_SUPPLIED INFORMATION:_

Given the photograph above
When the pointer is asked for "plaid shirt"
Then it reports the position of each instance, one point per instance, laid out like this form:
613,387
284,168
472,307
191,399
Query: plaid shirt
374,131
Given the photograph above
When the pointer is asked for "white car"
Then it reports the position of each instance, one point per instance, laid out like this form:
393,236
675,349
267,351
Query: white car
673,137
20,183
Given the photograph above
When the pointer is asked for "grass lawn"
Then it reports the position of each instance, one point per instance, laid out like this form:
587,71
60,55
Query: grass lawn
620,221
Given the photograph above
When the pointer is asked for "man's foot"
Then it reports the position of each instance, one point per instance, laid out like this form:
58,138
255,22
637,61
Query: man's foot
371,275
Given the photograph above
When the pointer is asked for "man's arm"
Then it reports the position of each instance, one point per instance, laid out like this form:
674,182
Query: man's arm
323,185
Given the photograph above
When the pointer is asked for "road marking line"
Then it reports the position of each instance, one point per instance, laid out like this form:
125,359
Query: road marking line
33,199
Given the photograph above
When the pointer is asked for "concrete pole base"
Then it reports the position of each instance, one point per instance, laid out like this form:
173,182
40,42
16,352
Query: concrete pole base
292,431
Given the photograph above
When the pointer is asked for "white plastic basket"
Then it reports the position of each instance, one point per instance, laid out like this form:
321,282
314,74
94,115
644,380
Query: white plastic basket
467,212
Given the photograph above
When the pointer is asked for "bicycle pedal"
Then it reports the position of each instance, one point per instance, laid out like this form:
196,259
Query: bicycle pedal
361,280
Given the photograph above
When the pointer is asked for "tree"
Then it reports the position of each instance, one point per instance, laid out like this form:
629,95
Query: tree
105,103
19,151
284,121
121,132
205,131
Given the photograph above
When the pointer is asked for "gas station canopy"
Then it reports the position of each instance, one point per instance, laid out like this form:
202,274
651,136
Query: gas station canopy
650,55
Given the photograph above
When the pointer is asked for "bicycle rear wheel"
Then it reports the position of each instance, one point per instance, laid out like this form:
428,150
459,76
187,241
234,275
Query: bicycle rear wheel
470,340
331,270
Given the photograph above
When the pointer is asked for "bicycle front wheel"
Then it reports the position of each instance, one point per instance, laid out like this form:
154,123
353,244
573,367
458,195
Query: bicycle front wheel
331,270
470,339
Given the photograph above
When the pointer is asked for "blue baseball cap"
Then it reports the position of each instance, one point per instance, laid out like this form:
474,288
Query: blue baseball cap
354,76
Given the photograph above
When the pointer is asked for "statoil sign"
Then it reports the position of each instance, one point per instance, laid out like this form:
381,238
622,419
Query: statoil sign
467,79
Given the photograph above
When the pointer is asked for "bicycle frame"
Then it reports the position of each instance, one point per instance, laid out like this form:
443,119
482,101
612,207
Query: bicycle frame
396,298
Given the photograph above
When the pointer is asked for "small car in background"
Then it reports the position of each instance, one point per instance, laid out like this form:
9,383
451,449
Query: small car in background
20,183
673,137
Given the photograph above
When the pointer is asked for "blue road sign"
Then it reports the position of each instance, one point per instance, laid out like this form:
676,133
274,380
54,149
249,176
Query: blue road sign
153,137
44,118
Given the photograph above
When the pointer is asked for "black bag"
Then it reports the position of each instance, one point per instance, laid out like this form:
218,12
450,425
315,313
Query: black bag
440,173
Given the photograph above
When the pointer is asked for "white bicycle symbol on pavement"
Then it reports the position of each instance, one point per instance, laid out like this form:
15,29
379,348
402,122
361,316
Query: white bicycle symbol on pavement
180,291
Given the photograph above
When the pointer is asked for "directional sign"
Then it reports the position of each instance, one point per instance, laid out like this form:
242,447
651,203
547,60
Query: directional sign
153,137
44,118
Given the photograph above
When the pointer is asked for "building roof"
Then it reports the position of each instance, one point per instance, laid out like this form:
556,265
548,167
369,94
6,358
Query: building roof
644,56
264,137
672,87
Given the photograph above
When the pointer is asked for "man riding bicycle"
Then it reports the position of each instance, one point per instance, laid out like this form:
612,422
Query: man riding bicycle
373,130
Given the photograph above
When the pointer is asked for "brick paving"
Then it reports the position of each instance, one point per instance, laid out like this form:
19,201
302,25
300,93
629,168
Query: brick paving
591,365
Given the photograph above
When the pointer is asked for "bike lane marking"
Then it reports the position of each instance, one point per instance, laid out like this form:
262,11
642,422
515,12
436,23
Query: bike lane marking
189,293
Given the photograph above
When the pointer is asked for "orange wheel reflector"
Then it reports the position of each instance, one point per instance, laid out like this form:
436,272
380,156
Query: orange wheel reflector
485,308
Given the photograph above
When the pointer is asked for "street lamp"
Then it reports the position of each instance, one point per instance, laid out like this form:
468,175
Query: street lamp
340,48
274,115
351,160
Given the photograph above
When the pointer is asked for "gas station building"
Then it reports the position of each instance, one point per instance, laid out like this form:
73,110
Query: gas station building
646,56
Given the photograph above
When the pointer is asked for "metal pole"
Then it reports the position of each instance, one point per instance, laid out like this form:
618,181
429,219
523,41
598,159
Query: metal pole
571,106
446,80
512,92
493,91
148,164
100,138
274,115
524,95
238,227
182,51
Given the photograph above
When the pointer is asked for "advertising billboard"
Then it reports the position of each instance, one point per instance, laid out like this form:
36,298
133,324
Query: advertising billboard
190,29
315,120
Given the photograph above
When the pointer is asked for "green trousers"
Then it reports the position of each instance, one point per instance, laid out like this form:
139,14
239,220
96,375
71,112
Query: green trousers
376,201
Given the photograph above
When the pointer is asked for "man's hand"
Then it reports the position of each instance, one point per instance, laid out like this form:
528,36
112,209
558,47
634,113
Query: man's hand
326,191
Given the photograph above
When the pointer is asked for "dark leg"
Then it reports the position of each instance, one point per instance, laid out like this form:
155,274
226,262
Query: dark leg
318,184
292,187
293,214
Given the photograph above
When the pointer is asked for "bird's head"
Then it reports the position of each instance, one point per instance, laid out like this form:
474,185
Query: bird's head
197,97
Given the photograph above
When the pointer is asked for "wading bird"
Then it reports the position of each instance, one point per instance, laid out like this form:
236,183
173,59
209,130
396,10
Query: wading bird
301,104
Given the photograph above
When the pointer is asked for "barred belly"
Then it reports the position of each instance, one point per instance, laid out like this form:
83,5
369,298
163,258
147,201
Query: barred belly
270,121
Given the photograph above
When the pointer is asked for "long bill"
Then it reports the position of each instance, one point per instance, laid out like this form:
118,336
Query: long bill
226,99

_DO THIS:_ Give a word-for-word copy of the records.

_RESULT OF THE TASK:_
Given the photograph above
When the pointer is asked for "plaid shirt"
Then it reports the position of each instance, one point per instance, laid out like this form:
613,387
284,168
472,307
191,399
Query: plaid shirt
374,131
Given the photograph above
When the pointer is asked for "white car"
Then it reports the position of each instance, one point per instance, laid out like this form:
393,236
675,349
267,351
Query: white car
673,137
20,183
Given the photograph above
When the pointer is asked for "grass lawn"
Then it reports the position of each instance, one point per instance, laid out like this form:
587,71
60,55
Query: grass lawn
620,221
Given the photograph above
When the pointer is asked for "man's foot"
Then it reports the position of each instance, one point per instance, laid out like this form:
58,138
255,22
637,61
Query: man's foot
371,275
Given the photograph above
When the pointer is asked for "man's arm"
Then it reports the position of each instance, one point per instance, laid out like this form:
674,182
Query: man's arm
323,185
Given the photograph above
When the pointer is asked for "road marking line"
Then it reports the position of each instance, one point per instance, laid out like this form:
125,359
Query: road marking line
33,199
Given the photograph above
When the pointer is asked for "concrete pole base"
Then it reports the position of each instance, one point per instance, laid out like this form:
173,182
40,42
16,352
Query: concrete pole base
292,431
Given the photograph above
When the pointer is asked for "white plastic basket"
Then it reports the position of each instance, one point per instance, laid out like this form:
321,282
314,74
94,115
644,380
Query: white plastic basket
467,212
Given the photograph above
When the pointer is asked for "bicycle pedal"
Then it reports the position of each instance, one point per instance, laid out like this form:
196,259
Query: bicycle pedal
361,280
Given the photograph above
When the pointer is asked for "tree"
Then it reports the position of each instance, one point per instance, laid out like this form:
629,95
Query: tree
105,103
19,151
284,121
121,132
205,131
Given the photograph above
When the pointer is asked for "gas station canopy"
Then it reports the position of each instance, one point per instance, laid out like this form:
202,274
651,136
Query: gas station canopy
650,55
Given the photograph above
When the pointer is asked for "bicycle rear wheel"
Then it reports the position of each instance, one point per instance, laid out like this form:
428,150
459,76
187,241
234,275
Query: bicycle rear wheel
470,340
331,270
Given the photograph above
When the pointer is asked for "bicycle front wheel"
Then it reports the position of each instance, one point per instance, laid out like this form:
154,123
353,244
573,367
458,195
Query: bicycle front wheel
331,270
470,339
Given the photograph above
When the pointer is asked for "blue baseball cap"
Then it reports the position of each instance, one point per instance, laid out like this form:
474,288
Query: blue baseball cap
354,76
Given the photograph above
When the pointer is asked for "statoil sign"
Then it reports the position of each instance, one point per instance, laid out like this form:
381,238
622,419
Query: statoil sign
467,79
Given the photograph above
When the pointer is asked for "bicycle frame"
Then it reports the position of each instance, one point per instance, laid out like this form:
443,119
482,101
612,207
Query: bicycle frame
396,298
Given the photograph above
When the pointer is asked for "small car in background"
Then it reports the position of each instance, one point per instance, laid out like this form:
9,383
451,449
Query: small car in background
20,183
673,137
Given the photograph above
When the pointer is asked for "blue road sign"
Then it reports the position of each instance, one point per instance, laid out like this form:
676,133
274,380
54,149
249,176
Query: blue road sign
153,137
44,118
Given the photograph above
When the pointer is asked for "black bag"
Then it reports the position of each instance, one point per instance, laid out like this form:
218,12
450,425
315,313
Query: black bag
440,173
Given the photograph above
When the pointer is asked for "white bicycle symbol on pavement"
Then it reports the position of each instance, one point per instance, laid out like this form:
15,29
379,348
402,122
361,316
Query: white bicycle symbol on pavement
180,291
Given the photograph above
When the pointer is asked for "directional sign"
Then it reports the position of each instance, one point per instance, laid out like this form:
242,447
651,203
547,60
Query: directional sign
153,137
44,118
Given the photograph above
When the pointer is asked for "building roof"
Then it reports the position of each instance, one point per instance, laid out like this form:
556,265
548,167
369,94
6,358
Query: building roof
644,56
264,137
672,87
Given the photograph above
When the pointer is asked for "man riding bicycle"
Then it reports the position of each instance, one point per instance, laid out like this form:
612,422
Query: man riding bicycle
373,130
Given the photograph above
When the pointer is asked for "brick paving"
Then it reports the position of each instance, one point per instance, laid out like this form:
19,201
302,25
300,93
629,168
Query: brick paving
591,365
Given the photograph above
When the pointer is asked for "bike lane marking"
Then it reports the position of each instance, one point per instance, laid out like this form:
262,11
642,422
515,12
436,23
Query: bike lane marking
189,293
Given the photograph above
When the pointer is asked for "orange wheel reflector"
Then it reports the position of each instance, one point per instance, laid out like this form:
436,272
380,156
Query: orange wheel reflector
485,308
Given the photograph above
When the pointer is asked for "street lamp"
Then it reports the position of each instance, one point per instance, laid out like this form:
468,175
Query: street lamp
340,48
274,115
351,160
Given the photograph above
When the pointer is asked for "gas station building"
Then it reports the position of each instance, one point per instance, laid out like this form:
73,110
Query: gas station building
646,56
Given the photograph above
When the pointer is asked for "metal pole"
Then it reports the position of each instance, one point per instance, laid out like this form:
618,181
429,219
523,41
598,159
Query: metal pole
571,106
446,80
512,92
493,91
148,164
100,138
274,115
524,95
238,227
182,51
Given the photograph above
When the pointer is asked for "advertising billboard"
Then it reports the position of each instance, one point per instance, laid out like this form:
36,298
133,324
Query: advertising billboard
190,29
315,120
Given the photograph above
When the pointer is asked for "green trousers"
Then it reports the position of each instance, one point per instance, laid out like this form:
139,14
239,220
96,375
71,112
Query: green trousers
376,201
Given the photograph above
When the pointer is asked for "man's hand"
Then it reports the position of each instance, one point per instance, laid out like this form:
528,36
112,209
558,47
634,113
Query: man's hand
326,191
Given the photograph above
When the pointer is asked for "dark leg"
Then it reports the position of each instance, one point per instance, laid out like this form:
155,274
226,262
Query: dark leg
318,184
292,187
293,214
Given the photograph above
When the pointer is asked for "bird's head"
Then it reports the position of each instance, one point per instance, laid out like this form:
474,185
Query: bird's head
197,97
Given the photograph above
When the pointer is asked for "wading bird"
Then it reports the position of each instance, one point per instance, laid out like this form:
236,183
173,59
209,130
396,10
Query: wading bird
301,104
Given the photograph above
When the pointer is asked for "barred belly"
Then it reports the position of each instance, one point per instance, laid out like this form:
83,5
369,298
163,258
147,201
Query: barred belly
270,121
Given the photograph above
When the pointer is asked for "long bill"
Then it reports the position of each instance, one point per instance, laid out like this form:
118,336
Query: long bill
226,99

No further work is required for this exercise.